## Begin Supplied data

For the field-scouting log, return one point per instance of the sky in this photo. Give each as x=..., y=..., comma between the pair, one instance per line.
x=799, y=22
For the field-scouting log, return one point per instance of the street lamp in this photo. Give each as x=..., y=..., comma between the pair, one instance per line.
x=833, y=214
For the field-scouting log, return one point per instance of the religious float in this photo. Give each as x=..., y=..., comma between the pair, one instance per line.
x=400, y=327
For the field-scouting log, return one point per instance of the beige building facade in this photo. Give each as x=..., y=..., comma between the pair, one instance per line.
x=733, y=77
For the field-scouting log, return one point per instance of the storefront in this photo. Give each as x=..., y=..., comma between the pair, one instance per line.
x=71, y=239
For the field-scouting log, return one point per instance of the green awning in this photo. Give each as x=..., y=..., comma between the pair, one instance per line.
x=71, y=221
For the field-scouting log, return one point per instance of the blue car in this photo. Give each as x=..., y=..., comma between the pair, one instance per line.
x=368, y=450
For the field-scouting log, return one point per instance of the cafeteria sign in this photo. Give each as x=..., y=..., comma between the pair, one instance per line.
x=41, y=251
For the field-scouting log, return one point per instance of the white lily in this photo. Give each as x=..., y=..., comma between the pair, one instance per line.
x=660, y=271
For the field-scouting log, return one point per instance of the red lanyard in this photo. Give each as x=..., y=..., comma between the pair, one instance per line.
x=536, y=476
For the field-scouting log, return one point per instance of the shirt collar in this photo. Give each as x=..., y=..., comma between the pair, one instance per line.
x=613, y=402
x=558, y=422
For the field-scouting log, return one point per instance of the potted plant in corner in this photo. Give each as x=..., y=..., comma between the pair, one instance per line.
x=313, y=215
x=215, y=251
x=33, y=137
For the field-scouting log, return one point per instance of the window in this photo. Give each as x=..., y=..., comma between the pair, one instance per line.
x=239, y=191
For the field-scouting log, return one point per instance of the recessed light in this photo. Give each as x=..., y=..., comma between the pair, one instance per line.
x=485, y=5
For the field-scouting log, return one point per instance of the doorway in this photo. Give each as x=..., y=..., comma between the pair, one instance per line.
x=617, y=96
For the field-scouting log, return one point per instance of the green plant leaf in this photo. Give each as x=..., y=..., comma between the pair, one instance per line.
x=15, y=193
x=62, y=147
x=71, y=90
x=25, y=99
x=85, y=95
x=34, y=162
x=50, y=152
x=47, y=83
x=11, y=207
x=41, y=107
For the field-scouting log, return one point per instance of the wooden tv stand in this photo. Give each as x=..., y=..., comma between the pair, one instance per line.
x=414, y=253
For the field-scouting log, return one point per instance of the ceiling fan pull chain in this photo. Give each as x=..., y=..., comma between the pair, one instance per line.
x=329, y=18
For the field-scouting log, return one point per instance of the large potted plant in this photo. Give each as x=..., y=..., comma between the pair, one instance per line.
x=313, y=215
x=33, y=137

## End Supplied data

Problem description. Rewrite the listing above, replacing "field-scouting log" with "site survey log" wherever it occurs and leaving everything else unchanged.

Exercise response.
For the site survey log, return one point per instance of the sky in this photo. Give each as x=..., y=..., comma between the pair, one instance per line.
x=799, y=22
For the site survey log, return one point per instance of the street lamp in this photo. Give each as x=..., y=..., comma between the pair, one instance per line.
x=833, y=214
For the site survey log, return one point per instance of the religious float in this photo. Give each as x=..., y=..., comma between the pair, one instance per line.
x=400, y=327
For the site survey log, return one point per instance of the beige building facade in this photo. Give each as x=..., y=..., comma between the pair, one instance per line.
x=733, y=77
For the site survey log, return one point per instance of the storefront in this photo. Give each as x=..., y=..., comma between the pair, one instance per line.
x=71, y=239
For the site survey log, return one point per instance of the green awning in this photo. Give each as x=..., y=..., comma between the pair, one instance per line.
x=71, y=221
For the site survey log, return one point per instance of the blue car in this photo. Give each as x=..., y=..., comma between the pair, one instance per line.
x=368, y=450
For the site survey log, return one point per instance of the cafeteria sign in this photo. Give each as x=..., y=..., comma between the pair, one instance per line.
x=41, y=251
For the site survey log, return one point per instance of the white lily in this photo. Give each as x=..., y=..., comma between the pair, one instance per line.
x=660, y=271
For the site survey log, return one point per instance of the red lanyard in this photo. Give each as x=..., y=..., comma between the pair, one instance per line.
x=536, y=476
For the site survey log, return one point per instance of the shirt collar in this photo. Give each as x=..., y=..., comma between the pair, one instance per line.
x=613, y=402
x=558, y=422
For the site survey log, return one point per instance of the potted plant in corner in this photo. Give each as x=..., y=..., comma between the pair, one instance per line.
x=313, y=215
x=215, y=251
x=33, y=137
For the site survey log, return one point per instance of the window in this photo. Give each as x=..., y=..., comma between the pair, one instance per line.
x=239, y=191
For the site survey log, return one point per instance of the recessed light in this photo. Give each as x=..., y=..., comma between the pair, one instance per line.
x=485, y=5
For the site survey log, return one point per instance of the doorway in this photo. Give each as x=..., y=..., comma between the pair, one instance per line.
x=617, y=96
For the site survey log, return one point per instance of the green plant leaf in this photo. Give each as x=..., y=..., comma between the pair, one instance per line.
x=15, y=193
x=62, y=147
x=71, y=90
x=25, y=99
x=85, y=95
x=34, y=162
x=50, y=152
x=47, y=83
x=11, y=207
x=41, y=107
For the site survey log, return one point per instance of the wooden tv stand in this photo. Give each as x=..., y=..., comma between the pair, one instance per line.
x=414, y=253
For the site survey log, return one point per instance of the ceiling fan pull chain in this photo. Give each as x=..., y=..., comma between the pair, one instance per line.
x=329, y=18
For the site survey log, return one point per instance of the large potted plant in this photo. Give each as x=..., y=..., comma between the pair, one instance per line.
x=313, y=215
x=33, y=137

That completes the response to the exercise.